══ Text block

Discrete and continuous distributions

A probability distribution assigns mass to outcomes. Discrete distributions use a probability mass function that sums to 1 over a countable set:

P(X = k) = p_k,   sum_k p_k = 1

Continuous distributions use a probability density function that integrates to 1:

integral p(x) dx = 1

Densities can exceed 1 at a point - they are not probabilities, only probability per unit measure. This trips up most newcomers when comparing log-densities of generative models.

Expectation and variance

For a function f and random variable X:

E[f(X)] = sum_k f(k) p_k        # discrete
E[f(X)] = integral f(x) p(x) dx  # continuous

Var(X) = E[(X - E[X])^2] = E[X^2] - E[X]^2

Two practical consequences:

Linearity of expectation: E[X + Y] = E[X] + E[Y] even when X and Y are dependent. This is what makes minibatch SGD an unbiased estimator of the full gradient.
Variance does not add in general; it adds for independent variables. Batch size B independent samples reduces gradient variance by 1/B, hence the 1/sqrt(B) standard error scaling.

Entropy

Shannon entropy of a discrete distribution p:

H(p) = - sum_k p_k log p_k

Average number of bits (or nats, with natural log) needed to encode samples from p using an optimal code. Uniform distributions have maximum entropy; deterministic distributions have zero. Temperature scaling in language model sampling is literally entropy control: temperature 0 collapses to argmax (zero entropy), high temperature flattens the distribution toward uniform (max entropy).

════
══ Stored records

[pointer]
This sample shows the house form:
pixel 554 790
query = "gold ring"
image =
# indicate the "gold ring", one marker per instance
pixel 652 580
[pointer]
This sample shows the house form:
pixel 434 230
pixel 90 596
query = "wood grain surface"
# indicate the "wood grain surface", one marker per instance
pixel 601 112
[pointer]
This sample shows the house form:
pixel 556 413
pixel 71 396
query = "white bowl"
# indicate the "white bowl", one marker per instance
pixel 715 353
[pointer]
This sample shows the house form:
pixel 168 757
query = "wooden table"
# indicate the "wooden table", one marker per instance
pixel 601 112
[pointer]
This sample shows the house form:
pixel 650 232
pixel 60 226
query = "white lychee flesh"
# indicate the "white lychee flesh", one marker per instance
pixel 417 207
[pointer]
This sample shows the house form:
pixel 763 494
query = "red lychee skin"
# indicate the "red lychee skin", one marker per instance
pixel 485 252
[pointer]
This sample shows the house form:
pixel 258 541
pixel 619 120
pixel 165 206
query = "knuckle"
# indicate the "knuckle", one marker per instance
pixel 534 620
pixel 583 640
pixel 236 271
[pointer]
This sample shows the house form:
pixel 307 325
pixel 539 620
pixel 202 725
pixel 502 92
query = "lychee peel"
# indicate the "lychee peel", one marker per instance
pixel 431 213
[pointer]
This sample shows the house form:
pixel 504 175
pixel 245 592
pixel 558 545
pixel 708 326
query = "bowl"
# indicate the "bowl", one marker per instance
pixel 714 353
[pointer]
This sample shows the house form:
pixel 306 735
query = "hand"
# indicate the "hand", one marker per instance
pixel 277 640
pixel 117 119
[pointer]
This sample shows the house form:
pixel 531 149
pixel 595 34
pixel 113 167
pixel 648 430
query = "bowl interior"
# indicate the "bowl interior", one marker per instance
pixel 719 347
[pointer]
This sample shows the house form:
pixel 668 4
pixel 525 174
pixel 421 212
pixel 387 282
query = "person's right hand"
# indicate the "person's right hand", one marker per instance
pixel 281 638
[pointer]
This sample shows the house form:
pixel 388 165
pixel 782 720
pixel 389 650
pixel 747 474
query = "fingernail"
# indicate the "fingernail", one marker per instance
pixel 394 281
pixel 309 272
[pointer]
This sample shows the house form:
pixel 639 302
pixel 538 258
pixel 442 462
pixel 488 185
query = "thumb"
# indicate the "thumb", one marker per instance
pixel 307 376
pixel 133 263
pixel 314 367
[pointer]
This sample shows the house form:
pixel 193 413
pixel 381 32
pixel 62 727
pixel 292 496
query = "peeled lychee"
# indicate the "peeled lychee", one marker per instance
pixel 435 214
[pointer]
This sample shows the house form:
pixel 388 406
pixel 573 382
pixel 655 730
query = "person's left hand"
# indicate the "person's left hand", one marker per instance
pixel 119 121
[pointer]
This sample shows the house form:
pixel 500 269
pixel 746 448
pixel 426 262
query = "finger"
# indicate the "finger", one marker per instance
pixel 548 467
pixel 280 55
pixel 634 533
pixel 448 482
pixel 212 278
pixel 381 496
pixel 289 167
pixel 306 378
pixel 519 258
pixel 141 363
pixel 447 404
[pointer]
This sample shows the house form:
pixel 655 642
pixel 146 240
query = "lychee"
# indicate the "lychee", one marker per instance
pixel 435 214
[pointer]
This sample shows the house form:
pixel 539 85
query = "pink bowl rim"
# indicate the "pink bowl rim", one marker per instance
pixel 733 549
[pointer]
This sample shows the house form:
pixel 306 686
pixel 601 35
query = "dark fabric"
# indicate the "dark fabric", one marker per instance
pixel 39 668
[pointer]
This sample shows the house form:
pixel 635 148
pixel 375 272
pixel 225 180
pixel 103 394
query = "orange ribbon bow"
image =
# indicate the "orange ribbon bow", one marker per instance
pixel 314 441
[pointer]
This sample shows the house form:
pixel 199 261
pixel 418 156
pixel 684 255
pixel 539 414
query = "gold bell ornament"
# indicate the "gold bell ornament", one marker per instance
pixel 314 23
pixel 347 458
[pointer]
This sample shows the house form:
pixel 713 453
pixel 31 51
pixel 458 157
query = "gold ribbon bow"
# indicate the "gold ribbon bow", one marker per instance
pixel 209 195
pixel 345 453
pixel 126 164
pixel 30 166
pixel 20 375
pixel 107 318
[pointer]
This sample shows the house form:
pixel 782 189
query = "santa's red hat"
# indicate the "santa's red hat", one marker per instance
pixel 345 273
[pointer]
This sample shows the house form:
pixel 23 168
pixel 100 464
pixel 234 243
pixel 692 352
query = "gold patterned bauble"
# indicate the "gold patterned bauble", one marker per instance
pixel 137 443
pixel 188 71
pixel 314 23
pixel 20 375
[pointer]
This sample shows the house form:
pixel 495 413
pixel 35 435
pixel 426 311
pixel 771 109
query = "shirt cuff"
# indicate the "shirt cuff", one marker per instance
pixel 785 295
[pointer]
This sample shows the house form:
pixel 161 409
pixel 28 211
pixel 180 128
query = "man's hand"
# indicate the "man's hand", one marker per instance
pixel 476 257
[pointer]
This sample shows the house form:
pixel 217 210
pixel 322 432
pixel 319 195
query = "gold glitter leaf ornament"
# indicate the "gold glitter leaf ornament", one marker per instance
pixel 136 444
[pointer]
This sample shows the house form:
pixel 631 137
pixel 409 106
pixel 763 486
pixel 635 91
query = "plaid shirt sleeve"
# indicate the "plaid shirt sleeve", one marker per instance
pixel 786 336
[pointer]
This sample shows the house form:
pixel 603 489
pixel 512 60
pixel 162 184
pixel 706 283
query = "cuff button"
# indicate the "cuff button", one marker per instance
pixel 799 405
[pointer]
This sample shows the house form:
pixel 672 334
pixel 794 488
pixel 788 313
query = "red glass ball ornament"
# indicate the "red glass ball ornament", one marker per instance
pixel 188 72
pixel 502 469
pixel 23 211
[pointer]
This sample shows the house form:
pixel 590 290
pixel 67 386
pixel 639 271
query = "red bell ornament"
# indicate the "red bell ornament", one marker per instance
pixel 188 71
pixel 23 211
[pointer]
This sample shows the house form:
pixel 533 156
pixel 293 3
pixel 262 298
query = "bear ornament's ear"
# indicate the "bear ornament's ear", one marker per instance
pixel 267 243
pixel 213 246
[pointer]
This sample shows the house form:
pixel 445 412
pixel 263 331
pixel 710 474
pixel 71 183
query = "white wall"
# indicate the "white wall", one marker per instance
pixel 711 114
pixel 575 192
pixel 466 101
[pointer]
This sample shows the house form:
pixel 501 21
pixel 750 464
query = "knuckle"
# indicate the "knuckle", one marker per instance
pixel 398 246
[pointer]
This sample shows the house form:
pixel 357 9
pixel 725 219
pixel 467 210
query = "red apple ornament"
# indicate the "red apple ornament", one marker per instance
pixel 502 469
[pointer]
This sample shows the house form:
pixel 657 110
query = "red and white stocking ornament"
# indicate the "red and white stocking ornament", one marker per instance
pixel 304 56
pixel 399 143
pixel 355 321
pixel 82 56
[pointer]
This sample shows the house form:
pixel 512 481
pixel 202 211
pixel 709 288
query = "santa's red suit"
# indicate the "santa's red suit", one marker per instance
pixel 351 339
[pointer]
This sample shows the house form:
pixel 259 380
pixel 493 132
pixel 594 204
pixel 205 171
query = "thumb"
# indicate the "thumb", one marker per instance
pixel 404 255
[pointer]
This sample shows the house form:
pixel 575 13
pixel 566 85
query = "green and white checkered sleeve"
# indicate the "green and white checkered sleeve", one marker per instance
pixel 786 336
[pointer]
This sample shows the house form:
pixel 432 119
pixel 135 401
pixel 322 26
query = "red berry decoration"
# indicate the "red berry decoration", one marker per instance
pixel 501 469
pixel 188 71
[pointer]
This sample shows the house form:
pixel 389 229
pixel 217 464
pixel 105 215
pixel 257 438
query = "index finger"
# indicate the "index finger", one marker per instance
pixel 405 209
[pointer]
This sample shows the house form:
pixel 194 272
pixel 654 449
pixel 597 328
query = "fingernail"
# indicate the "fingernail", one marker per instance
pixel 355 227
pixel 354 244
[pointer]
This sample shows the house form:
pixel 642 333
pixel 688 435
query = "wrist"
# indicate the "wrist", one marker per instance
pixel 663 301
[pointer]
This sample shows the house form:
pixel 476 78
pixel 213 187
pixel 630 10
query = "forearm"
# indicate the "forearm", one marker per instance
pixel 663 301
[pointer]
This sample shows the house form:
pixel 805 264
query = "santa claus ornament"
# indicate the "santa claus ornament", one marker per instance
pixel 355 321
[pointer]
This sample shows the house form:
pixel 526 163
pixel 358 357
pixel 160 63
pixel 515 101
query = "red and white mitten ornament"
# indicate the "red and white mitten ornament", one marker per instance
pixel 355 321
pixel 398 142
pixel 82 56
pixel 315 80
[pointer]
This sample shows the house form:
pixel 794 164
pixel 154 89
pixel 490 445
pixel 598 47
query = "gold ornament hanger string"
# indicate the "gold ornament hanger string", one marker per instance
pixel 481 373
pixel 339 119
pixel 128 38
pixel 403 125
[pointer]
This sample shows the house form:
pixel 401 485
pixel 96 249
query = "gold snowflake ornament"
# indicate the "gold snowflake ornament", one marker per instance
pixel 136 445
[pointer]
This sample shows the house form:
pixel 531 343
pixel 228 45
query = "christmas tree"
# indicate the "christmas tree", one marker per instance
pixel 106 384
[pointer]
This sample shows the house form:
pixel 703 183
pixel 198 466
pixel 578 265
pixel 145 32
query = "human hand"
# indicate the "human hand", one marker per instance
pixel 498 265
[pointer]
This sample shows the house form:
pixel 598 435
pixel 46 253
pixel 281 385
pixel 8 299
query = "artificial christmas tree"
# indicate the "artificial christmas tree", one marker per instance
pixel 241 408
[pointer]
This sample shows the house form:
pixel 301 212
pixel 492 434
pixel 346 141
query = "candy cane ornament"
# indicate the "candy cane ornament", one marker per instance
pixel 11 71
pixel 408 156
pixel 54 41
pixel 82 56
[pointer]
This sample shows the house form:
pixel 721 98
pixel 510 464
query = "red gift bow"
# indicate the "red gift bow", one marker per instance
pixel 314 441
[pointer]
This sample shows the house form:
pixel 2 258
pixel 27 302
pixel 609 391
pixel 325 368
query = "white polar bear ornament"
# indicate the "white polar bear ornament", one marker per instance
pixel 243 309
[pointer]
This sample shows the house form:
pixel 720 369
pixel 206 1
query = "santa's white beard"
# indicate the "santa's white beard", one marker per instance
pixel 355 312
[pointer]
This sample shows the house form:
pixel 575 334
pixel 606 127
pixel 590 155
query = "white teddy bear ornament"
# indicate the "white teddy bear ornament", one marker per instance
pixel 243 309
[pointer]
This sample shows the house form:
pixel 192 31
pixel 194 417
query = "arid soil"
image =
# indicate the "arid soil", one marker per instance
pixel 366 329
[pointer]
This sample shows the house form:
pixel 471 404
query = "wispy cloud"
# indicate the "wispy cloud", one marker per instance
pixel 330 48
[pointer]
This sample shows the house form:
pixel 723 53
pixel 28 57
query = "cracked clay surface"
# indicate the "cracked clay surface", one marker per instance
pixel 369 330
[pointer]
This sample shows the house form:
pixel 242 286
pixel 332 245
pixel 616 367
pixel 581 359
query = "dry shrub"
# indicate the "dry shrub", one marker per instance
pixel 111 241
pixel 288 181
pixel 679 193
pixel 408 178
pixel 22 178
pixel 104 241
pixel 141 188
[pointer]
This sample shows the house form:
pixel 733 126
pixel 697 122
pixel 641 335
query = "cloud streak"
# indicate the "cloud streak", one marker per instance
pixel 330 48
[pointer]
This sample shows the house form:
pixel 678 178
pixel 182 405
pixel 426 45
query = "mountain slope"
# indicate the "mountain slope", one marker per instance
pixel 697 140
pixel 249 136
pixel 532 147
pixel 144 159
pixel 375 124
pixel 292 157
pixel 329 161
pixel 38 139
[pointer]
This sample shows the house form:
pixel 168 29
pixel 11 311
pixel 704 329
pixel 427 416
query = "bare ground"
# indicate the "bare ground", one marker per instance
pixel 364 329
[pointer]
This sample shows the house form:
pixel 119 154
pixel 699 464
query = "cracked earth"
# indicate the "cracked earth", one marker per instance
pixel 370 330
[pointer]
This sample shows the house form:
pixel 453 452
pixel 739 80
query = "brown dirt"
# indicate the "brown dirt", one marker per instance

════

#### Written instruction
In the text on probability distributions, what does temperature 0 collapse to in language model sampling?

#### Response to this exercise
Argmax, which has zero entropy.